## O que fazer
(a) Responda com base no trecho sobre a Rio+20:
(i) Quanto tempo dura a viagem entre o Aeroporto Internacional do Galeão e os hotéis da zona Sul?
(ii) Quantos quilômetros de trânsito lento separam a Ilha do Governador de Ipanema, Leblon e Copacabana?
(iii) Quantos municípios se formaram ao redor da Guanabara?
(b) Escreva a continuação do trecho sobre a Rio+20, começando logo depois da última frase dele.

## Trecho de origem
Os líderes mundiais que vão desembarcar na cidade para a Rio+20 começarão sua temporada na cidade com uma viagem de cerca de 40 minutos entre o Aeroporto Internacional do Galeão e os hotéis da zona Sul da cidade. Para a centena de autoridades inscritas para discursar durante os três dias de conferência a partir de 13 de junho, os 25 quilômetros de trânsito lento que separam a Ilha do Governador dos bairros de Ipanema, Leblon e Copacabana serão uma aula de Rio de Janeiro – muito além dos cartões postais e da beleza carioca cantada e contada. O próprio desembarque das delegações obriga a um choque de realidade quando o assunto é a cidade-sede da Rio+20. A Baía de Guanabara ainda encanta, pois é único o cenário de mar e montanha onde se formou a cidade. Mas o espelho d’água, confundido com um rio pelos portugueses que desbravaram esse território no século XVI, é hoje um ponto de deságue dos problemas ambientais do Rio e dos 16 municípios que se formaram ao redor da Guanabara.

## Material
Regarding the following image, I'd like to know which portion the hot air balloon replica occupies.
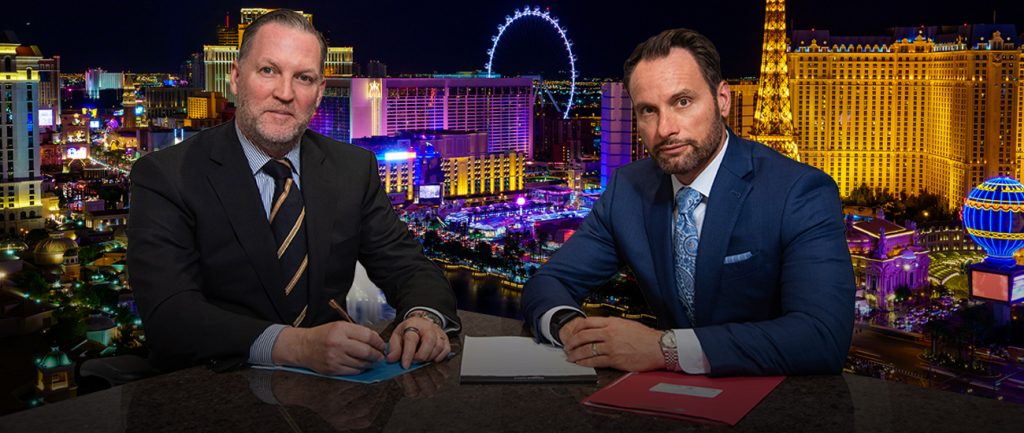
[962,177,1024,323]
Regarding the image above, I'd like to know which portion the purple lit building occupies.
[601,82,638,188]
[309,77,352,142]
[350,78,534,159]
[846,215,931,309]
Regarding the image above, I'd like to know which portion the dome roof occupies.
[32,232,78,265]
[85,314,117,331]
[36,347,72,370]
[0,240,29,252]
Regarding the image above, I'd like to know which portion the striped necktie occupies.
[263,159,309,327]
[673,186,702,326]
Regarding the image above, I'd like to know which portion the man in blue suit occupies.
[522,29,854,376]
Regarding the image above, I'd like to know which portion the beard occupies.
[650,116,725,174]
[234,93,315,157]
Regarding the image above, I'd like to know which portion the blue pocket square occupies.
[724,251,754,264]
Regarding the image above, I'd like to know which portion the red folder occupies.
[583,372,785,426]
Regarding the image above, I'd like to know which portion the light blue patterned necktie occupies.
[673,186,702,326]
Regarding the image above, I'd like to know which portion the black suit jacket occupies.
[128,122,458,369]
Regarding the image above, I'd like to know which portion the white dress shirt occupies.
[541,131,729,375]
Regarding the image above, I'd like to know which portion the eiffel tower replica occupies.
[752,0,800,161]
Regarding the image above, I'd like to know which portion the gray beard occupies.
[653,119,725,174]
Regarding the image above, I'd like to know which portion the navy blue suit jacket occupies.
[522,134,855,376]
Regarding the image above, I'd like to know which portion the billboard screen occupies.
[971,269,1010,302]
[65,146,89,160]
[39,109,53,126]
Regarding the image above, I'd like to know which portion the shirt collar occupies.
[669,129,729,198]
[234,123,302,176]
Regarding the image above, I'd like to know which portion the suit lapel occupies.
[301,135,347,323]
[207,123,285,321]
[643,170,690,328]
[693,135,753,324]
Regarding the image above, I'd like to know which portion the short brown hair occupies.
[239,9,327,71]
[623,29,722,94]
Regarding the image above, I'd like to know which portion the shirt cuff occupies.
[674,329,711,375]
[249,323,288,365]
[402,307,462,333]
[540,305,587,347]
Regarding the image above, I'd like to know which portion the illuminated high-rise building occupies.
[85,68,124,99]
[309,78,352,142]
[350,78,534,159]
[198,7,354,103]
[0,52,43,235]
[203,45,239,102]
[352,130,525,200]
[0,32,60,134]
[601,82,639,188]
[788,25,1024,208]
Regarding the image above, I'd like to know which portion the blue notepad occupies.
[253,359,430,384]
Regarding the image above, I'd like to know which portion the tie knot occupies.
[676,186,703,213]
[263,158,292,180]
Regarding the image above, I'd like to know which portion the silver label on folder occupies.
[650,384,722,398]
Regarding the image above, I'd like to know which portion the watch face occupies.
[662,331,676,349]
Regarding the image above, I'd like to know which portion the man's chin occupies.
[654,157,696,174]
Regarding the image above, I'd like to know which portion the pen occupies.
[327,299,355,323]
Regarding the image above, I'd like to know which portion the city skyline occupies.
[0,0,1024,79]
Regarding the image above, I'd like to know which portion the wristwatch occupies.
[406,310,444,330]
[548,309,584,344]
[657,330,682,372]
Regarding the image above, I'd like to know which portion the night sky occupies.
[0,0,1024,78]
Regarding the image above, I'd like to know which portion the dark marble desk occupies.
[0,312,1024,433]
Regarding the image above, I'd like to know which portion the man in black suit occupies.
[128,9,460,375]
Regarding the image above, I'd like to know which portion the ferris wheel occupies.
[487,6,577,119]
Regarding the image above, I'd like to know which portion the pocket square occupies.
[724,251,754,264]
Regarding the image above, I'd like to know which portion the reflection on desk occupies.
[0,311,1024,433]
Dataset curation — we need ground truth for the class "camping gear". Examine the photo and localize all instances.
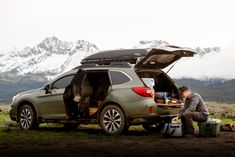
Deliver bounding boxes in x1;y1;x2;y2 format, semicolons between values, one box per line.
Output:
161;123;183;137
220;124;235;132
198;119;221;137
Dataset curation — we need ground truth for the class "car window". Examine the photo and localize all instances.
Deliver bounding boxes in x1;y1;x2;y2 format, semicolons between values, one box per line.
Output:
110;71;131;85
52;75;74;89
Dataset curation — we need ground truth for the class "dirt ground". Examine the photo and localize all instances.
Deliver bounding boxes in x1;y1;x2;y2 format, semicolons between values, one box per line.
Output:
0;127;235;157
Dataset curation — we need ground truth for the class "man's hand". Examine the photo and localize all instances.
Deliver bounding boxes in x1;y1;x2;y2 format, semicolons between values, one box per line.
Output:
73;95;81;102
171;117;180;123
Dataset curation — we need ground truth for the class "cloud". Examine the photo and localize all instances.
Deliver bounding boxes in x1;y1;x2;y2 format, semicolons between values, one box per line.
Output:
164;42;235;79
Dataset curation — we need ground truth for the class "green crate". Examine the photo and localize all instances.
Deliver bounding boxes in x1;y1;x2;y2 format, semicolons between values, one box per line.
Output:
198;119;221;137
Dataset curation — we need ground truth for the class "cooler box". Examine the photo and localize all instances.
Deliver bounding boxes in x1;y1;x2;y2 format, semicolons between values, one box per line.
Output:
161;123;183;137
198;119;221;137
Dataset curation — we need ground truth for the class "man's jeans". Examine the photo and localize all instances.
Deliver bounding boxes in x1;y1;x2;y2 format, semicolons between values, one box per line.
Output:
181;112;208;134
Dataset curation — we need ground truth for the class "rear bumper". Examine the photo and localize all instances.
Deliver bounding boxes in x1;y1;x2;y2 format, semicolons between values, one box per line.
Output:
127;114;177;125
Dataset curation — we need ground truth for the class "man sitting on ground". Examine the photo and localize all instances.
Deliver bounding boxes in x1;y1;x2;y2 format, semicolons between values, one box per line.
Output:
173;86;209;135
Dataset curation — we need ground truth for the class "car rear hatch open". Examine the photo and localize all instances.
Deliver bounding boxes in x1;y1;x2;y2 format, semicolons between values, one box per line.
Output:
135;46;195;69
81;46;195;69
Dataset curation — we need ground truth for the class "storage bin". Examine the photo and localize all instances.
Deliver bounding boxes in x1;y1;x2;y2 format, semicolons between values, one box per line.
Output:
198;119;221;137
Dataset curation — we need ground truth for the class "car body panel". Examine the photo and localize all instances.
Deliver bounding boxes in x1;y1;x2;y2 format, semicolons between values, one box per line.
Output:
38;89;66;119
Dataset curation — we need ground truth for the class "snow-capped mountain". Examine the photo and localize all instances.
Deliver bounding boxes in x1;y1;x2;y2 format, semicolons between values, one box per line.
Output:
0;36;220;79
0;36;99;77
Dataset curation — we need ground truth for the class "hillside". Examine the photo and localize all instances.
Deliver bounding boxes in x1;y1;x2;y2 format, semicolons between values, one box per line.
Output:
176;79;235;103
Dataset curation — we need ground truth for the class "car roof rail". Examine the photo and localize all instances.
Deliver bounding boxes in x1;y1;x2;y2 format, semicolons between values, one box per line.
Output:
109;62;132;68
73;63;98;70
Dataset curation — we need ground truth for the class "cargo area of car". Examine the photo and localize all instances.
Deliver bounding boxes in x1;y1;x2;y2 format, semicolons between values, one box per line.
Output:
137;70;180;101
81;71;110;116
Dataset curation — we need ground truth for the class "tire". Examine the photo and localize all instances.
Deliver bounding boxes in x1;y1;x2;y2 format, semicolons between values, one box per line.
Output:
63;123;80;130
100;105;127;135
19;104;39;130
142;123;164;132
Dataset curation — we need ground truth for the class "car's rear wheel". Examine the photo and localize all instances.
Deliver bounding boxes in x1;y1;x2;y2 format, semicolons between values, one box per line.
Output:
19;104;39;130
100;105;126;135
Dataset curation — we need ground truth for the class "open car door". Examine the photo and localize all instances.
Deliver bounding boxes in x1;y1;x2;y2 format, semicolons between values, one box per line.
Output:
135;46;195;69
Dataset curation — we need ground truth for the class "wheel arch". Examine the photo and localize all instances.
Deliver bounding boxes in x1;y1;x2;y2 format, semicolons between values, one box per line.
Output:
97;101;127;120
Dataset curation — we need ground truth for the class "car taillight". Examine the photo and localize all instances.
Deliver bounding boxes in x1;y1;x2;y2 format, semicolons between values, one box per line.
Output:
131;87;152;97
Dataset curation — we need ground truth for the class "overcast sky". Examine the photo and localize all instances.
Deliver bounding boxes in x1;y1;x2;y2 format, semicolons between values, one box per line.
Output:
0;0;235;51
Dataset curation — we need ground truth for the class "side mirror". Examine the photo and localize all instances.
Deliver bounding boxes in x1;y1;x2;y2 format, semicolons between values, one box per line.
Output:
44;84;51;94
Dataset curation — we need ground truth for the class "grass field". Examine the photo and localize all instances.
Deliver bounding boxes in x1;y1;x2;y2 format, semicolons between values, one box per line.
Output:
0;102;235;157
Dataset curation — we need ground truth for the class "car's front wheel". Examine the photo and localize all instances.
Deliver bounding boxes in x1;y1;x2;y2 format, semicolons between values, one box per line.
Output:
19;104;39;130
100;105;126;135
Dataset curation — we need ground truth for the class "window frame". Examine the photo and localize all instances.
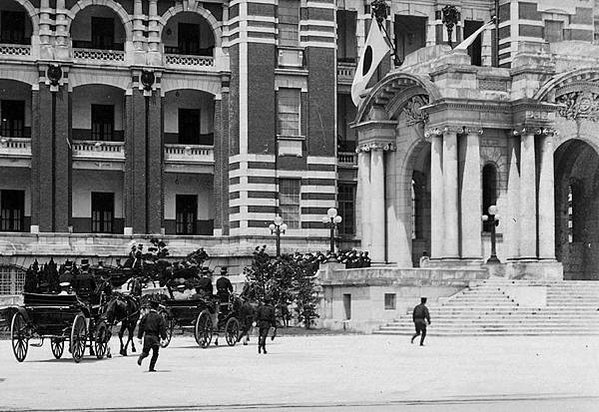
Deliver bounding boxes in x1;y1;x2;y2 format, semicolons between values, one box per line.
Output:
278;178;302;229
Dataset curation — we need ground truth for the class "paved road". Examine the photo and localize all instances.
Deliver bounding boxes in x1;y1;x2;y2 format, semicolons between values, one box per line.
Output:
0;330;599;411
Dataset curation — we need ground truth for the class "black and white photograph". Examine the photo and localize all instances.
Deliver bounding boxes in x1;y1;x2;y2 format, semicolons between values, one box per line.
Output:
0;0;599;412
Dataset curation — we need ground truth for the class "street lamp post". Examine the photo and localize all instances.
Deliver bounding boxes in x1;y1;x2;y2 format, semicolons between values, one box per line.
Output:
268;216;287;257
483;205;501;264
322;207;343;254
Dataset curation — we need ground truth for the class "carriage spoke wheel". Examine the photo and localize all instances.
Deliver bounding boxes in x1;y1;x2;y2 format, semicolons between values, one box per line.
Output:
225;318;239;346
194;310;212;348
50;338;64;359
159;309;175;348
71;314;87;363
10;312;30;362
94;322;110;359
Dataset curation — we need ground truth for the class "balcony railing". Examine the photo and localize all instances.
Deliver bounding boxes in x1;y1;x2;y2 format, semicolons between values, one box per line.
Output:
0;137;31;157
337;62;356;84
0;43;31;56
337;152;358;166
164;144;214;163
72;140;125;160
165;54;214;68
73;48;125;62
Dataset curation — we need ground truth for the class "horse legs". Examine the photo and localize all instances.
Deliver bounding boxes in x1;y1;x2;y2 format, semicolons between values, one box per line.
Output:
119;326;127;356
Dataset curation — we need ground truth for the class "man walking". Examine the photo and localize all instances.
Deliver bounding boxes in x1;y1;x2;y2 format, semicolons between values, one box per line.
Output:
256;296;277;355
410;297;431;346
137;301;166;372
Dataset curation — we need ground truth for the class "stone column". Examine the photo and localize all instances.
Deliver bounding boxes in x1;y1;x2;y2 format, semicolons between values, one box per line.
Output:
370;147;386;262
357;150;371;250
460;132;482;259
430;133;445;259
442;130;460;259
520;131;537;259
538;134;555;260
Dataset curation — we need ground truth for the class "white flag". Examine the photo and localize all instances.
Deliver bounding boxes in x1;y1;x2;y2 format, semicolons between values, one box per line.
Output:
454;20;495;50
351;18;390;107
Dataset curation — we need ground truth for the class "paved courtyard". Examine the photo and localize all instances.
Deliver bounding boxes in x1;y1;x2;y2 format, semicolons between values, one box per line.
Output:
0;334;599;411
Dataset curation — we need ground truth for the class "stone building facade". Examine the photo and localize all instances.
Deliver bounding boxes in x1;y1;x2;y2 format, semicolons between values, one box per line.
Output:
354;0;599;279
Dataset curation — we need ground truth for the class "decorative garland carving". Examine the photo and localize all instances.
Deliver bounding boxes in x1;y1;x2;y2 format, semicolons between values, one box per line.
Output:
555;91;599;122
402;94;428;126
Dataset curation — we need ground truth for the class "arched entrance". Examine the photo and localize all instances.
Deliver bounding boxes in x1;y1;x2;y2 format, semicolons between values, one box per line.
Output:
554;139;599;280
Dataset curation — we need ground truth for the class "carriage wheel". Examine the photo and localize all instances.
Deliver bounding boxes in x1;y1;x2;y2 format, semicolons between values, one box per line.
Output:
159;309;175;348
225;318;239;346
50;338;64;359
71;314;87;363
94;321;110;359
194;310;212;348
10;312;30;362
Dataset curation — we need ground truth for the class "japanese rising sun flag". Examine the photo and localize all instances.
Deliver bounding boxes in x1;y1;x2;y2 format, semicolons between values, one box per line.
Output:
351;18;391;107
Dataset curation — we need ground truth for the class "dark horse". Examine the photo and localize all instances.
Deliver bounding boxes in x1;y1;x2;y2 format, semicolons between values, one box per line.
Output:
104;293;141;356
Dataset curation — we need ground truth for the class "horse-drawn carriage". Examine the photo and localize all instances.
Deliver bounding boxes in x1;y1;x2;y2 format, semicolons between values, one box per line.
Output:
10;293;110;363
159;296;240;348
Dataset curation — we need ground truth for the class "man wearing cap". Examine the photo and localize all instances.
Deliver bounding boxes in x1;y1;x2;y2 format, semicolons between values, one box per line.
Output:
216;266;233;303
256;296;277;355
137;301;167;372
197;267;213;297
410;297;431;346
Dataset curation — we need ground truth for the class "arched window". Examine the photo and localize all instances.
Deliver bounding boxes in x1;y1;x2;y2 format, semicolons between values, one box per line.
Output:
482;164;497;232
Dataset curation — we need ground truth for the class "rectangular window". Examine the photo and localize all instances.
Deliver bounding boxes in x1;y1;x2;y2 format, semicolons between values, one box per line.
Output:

## Respostas em ordem
(a)
(i) Cerca de 40 minutos.
(ii) 25 quilômetros.
(iii) 16 municípios.

(b)
O Rio de Janeiro marrom, sufocado pela expansão desordenada da cidade, ao longo de séculos em que o meio ambiente foi tratado como algo inesgotável, é também síntese das metrópoles do Brasil e do mundo. Paulo Cesar Rosman, professor de engenharia oceânica da Coppe/UFRJ, enxerga na Baía de Guanabara as consequências dos desastres sociais e ambientais das cidades a seu redor. E alerta que tratar a questão sob o ponto de vista meramente ambiental não resolve o problema. "A poluição da Baía nada mais é do que o efeito colateral do que está no seu entorno. Uma população desamparada. Três ou quatro milhões vivendo com saneamento básico inexistente ou precário. Enquanto você tiver o grosso dessa população preocupada com sua sobrevivência, e sob pressão, a poluição da baía não estará resolvida", afirma.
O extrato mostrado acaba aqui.